◆ Supplied entries
☆ ☆ ☆ ☆ ☆ ☆ ☆

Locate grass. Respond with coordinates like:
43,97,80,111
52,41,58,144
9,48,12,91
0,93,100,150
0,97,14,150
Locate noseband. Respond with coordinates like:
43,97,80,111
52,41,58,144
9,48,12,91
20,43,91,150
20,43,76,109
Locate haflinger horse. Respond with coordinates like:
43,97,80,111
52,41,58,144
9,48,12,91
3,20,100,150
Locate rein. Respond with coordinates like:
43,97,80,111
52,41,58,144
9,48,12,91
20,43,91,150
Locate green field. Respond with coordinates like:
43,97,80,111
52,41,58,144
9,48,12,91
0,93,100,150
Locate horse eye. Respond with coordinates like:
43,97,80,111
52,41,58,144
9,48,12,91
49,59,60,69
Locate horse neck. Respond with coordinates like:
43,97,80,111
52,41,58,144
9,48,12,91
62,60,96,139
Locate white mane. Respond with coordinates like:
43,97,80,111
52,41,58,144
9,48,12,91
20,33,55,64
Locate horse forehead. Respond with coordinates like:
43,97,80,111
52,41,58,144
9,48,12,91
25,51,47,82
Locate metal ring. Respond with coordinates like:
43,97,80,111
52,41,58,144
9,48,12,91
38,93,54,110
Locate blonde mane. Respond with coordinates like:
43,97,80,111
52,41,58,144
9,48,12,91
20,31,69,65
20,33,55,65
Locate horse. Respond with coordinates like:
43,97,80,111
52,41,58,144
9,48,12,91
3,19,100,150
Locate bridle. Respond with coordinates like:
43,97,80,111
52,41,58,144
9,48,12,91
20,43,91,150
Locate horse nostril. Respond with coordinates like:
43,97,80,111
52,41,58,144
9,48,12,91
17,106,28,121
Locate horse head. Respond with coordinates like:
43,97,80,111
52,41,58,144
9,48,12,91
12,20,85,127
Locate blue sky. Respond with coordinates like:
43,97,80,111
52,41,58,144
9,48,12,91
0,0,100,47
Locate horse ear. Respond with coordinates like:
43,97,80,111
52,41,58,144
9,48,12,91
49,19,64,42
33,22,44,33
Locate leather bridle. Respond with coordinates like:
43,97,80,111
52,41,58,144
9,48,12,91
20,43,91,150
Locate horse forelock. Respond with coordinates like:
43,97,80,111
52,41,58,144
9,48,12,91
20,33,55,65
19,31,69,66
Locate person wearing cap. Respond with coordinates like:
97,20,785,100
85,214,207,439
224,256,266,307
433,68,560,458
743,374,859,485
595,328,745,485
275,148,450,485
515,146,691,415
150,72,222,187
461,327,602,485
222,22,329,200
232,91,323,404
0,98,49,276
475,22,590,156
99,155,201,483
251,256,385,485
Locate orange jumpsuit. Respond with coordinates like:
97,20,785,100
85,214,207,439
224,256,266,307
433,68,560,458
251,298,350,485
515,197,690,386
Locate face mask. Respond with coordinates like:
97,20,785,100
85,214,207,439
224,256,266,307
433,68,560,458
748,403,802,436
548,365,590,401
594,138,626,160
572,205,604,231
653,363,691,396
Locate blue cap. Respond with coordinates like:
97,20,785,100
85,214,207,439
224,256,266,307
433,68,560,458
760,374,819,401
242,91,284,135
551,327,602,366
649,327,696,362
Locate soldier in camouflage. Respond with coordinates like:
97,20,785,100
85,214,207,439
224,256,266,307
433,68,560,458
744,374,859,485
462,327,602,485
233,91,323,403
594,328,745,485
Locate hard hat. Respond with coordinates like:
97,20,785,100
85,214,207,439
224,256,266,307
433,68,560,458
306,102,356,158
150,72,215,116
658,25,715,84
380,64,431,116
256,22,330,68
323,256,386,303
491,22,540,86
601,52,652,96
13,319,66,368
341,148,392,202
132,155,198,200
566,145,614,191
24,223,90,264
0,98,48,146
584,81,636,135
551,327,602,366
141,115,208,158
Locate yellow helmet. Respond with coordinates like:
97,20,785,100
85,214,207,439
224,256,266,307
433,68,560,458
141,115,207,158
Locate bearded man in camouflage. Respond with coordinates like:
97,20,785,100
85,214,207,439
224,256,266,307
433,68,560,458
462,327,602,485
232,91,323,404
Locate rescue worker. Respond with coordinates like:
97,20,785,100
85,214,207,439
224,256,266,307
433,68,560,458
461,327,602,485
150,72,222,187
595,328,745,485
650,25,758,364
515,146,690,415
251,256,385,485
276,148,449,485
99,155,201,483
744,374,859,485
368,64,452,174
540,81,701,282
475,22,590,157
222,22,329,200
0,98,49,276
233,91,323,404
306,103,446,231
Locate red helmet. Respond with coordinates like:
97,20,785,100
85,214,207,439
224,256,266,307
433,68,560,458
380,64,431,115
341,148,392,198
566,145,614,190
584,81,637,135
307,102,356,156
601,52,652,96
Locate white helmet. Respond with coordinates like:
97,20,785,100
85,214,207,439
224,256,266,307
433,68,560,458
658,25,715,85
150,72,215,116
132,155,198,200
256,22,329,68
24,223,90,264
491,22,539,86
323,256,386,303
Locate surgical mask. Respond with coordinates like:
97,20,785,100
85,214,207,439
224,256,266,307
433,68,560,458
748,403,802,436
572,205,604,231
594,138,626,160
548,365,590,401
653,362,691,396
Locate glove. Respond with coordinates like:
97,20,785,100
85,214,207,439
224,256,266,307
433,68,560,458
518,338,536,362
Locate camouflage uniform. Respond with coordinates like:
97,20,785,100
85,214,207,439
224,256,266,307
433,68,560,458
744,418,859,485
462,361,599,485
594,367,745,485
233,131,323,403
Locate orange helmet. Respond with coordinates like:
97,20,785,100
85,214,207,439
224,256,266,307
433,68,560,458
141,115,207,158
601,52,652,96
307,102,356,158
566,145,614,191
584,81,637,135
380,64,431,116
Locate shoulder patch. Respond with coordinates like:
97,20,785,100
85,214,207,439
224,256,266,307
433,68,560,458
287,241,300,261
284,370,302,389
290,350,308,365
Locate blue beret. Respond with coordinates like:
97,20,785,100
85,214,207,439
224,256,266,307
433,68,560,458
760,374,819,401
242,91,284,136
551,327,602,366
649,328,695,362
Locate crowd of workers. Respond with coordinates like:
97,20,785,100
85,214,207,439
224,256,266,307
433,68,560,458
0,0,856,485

☆ ☆ ☆ ☆ ☆ ☆ ☆

◆ Set problem
State how many of the lines above contain the word "horse", counting case-sensitively, and give only that number.

◆ Task answer
9